An edited version of the letter below was published in The Courier-Mail of Thursday 2 February 2017. Underlined words were deleted and the bracketed ones inserted. The paper's heading for two letters on school education was "Education not all textbook choices".
School English teaching
Kevin Donnelly points out (Kevin Donnelly's opinion piece pointed out) that in the OECD's 2015 Programme for International Student Assessment (PISA) a number of countries including Canada and Finland outperformed Australia ("Classic text beats dumb txt", Feb 1).
Donnelly regularly argues strongly in favour of school choice and the alleged superiority of private schools.
It should be noted that neither of these two countries has a significant private school sector and school choice is pretty much a non-issue.
(And) Neither has a standardised testing system like NAPLAN either.
My 35 years of teaching high school English (about twice as long as Donnelly managed) tells me that he (Donnelly) misrepresents the range of texts currently taught in schools. Donnelly (He) argues for "complex, challenging and enriching literary texts". Certainly there should be such texts, but they need to be carefully selected to suit particular groups of students. Interestingly, the novel foremost in the image accompanying the article is D.H. Lawrence's "Lady Chatterley's Lover" which I think was still banned in this country when I went to high school. Is Donnelly or this paper suggesting this book should be studied in schools?
Dr Donnelly is identified as a senior research fellow at the Australian Catholic University. It would be interesting to know what original research he had done in recent years, the sort that qualifies for publication in scholarly, peer-reviewed journals. I doubt there is any.
|Posted in: Curriculum matters||1 Comments|
An edited version of the letter below was published in The Australian of Thursday 29 December 2016. It had been submitted in response to an opinion piece by Kevin Donnelly. The letter was grouped with another under a heading not directly related to the subject matter of mine. Underlined words were deleted and bracketed ones were inserted. The quotation marks that I used for the pieces cited from Donnelly's article were also removed.
Educational commentator inconsistent
The latest opinion piece from educational commentator Kevin Donnelly is internally contradictory ("Here's why non-government schools work better", Dec 28).
Citing Brian Caldwell, he (Donnelly) argues that schools should have greater autonomy in relation to "curriculum, teaching and assessment". At the same time however, he repeats his regularly expressed support for "high-risk examinations".
These two positions don't really fit together. In educational regimes that feature high stakes external examinations, preparation for what is anticipated in the exam effectively becomes the curriculum irrespective of what any syllabus document might say. And by their very nature, external exams like the NSW HSC (HSC in NSW) are necessarily "one-size-fits-all" arrangements with all students across the state sitting for the same test. Donnelly regularly uses this phrase to criticise what he likes to call (calls) "command-and-control" management of schooling. Logically, he can't have it both ways.
|Posted in: Assessment||0 Comments|
The following letter was submitted to The Australian for possible publication on Monday 26 September 2016 but, alas, it did not make it into print.

**DATA EXTRACT**

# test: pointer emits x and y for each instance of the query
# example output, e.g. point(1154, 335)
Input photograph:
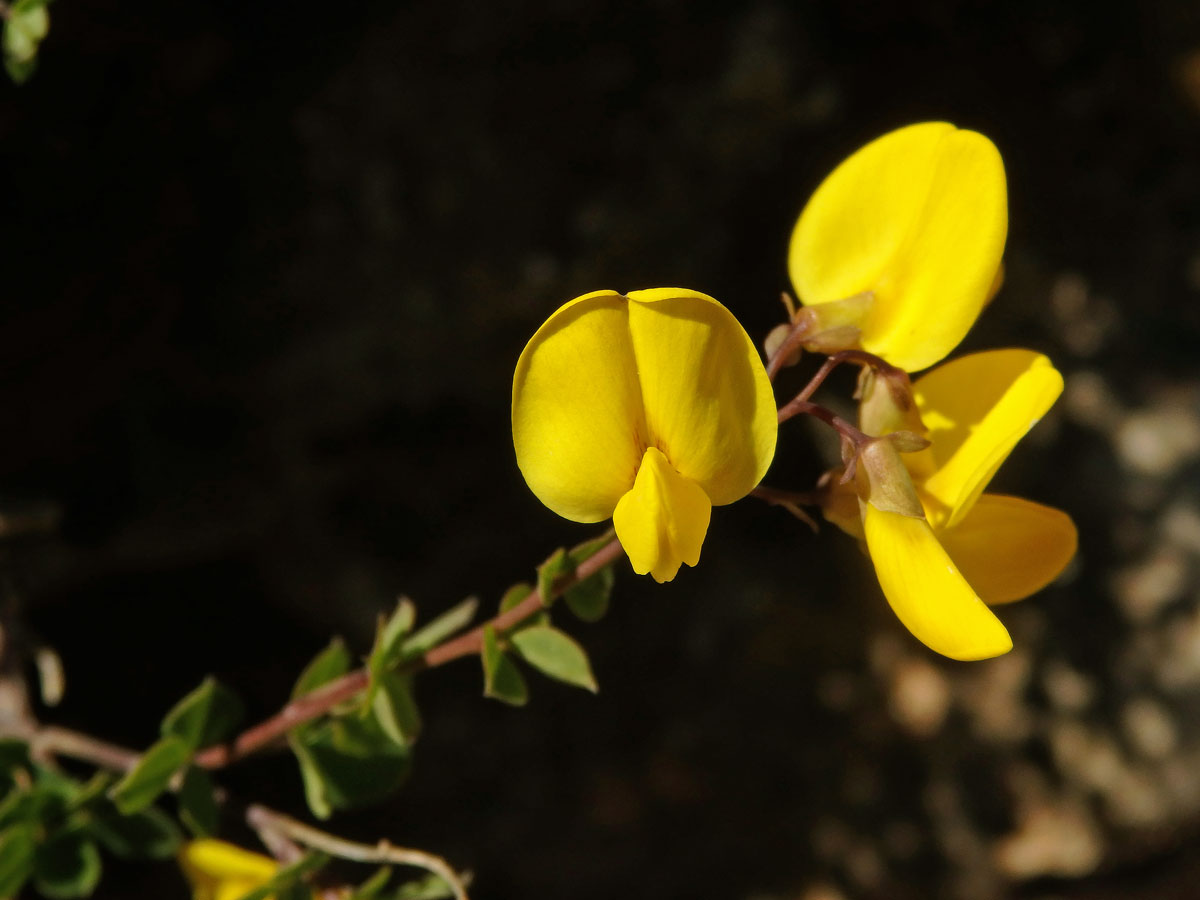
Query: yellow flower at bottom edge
point(917, 217)
point(651, 408)
point(971, 549)
point(219, 870)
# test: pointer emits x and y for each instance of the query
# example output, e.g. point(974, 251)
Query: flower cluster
point(654, 406)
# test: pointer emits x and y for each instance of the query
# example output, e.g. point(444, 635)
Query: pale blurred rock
point(993, 693)
point(1089, 401)
point(1156, 442)
point(822, 892)
point(1089, 757)
point(1179, 666)
point(1149, 729)
point(865, 867)
point(1059, 840)
point(921, 696)
point(1067, 689)
point(1143, 589)
point(1181, 526)
point(1134, 799)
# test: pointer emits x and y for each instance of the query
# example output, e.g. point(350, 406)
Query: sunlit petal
point(219, 870)
point(577, 421)
point(976, 409)
point(661, 522)
point(709, 407)
point(1009, 549)
point(918, 217)
point(927, 592)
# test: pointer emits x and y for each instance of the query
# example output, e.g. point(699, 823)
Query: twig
point(51, 741)
point(267, 821)
point(802, 325)
point(324, 699)
point(861, 357)
point(791, 501)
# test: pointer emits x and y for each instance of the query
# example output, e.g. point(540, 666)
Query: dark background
point(267, 269)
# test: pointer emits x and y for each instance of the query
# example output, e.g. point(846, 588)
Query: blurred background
point(267, 269)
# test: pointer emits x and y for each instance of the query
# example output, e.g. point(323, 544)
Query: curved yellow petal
point(219, 870)
point(577, 420)
point(661, 522)
point(708, 402)
point(1009, 549)
point(927, 592)
point(976, 409)
point(918, 217)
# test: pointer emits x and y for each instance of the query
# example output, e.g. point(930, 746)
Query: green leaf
point(13, 756)
point(149, 834)
point(515, 594)
point(289, 876)
point(66, 867)
point(329, 665)
point(204, 717)
point(390, 634)
point(555, 654)
point(153, 774)
point(17, 850)
point(395, 708)
point(313, 780)
point(502, 679)
point(94, 791)
point(46, 801)
point(431, 887)
point(551, 575)
point(197, 803)
point(589, 598)
point(348, 762)
point(388, 649)
point(453, 619)
point(372, 887)
point(27, 25)
point(513, 597)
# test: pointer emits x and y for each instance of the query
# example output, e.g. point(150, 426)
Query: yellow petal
point(919, 217)
point(708, 402)
point(661, 522)
point(1009, 549)
point(216, 869)
point(927, 592)
point(976, 409)
point(577, 421)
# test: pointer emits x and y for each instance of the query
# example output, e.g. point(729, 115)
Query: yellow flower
point(649, 407)
point(217, 870)
point(969, 549)
point(918, 217)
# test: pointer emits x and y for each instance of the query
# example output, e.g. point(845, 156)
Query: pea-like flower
point(219, 870)
point(957, 549)
point(909, 231)
point(649, 407)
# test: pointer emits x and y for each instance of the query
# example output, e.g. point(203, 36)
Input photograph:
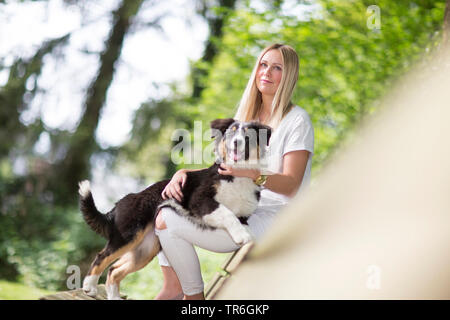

**TO DO**
A: According to the education letters, how many years did the writer spend teaching high school English?
B: Carry on with the education letters, starting right after their final sentence.
The records were drawn from a different source.

**EXPECTED OUTPUTS**
A: The writer taught high school English for 35 years.

B:
Education reforms and money
Friday's editorial claimed that some of Julia Gillard's most effective education reforms were not about money, specifically citing the My School website and greater transparency ("School funding is no panacea", Sep 23).
This inaccurately implies that NAPLAN and the My School website cost taxpayers nothing. This is simply not true, although the relevant authority always seems unwilling to talk about the cost.
It is also worth noting that no proper cost-benefit analysis was done before these measures were instituted and many who work in education are still not convinced that they represent the best use of the money involved. Scarce funds would be better spent on feeding the pig rather than on weighing it.
|Posted in: General news||1 Comments|
An edited version of the letter below was published in The Courier-Mail on Tuesday 20 September 2016. It had been submitted in response to a news report in the previous day's edition. The underlined words were deleted and those in square brackets added. The paper's heading was "Education has broad interests". The paper also reorganized the letter into a single paragraph.
Teacher professional development
The Federal Government's chief scientist, [AlanFinkel], is reported as claiming that [claims] teachers are wasting [waste] professional development time on irrelevant topics ("Odd subjects ticked off as teacher aids", Sep 19). If true to any significant extent, this would be indeed a matter of concern.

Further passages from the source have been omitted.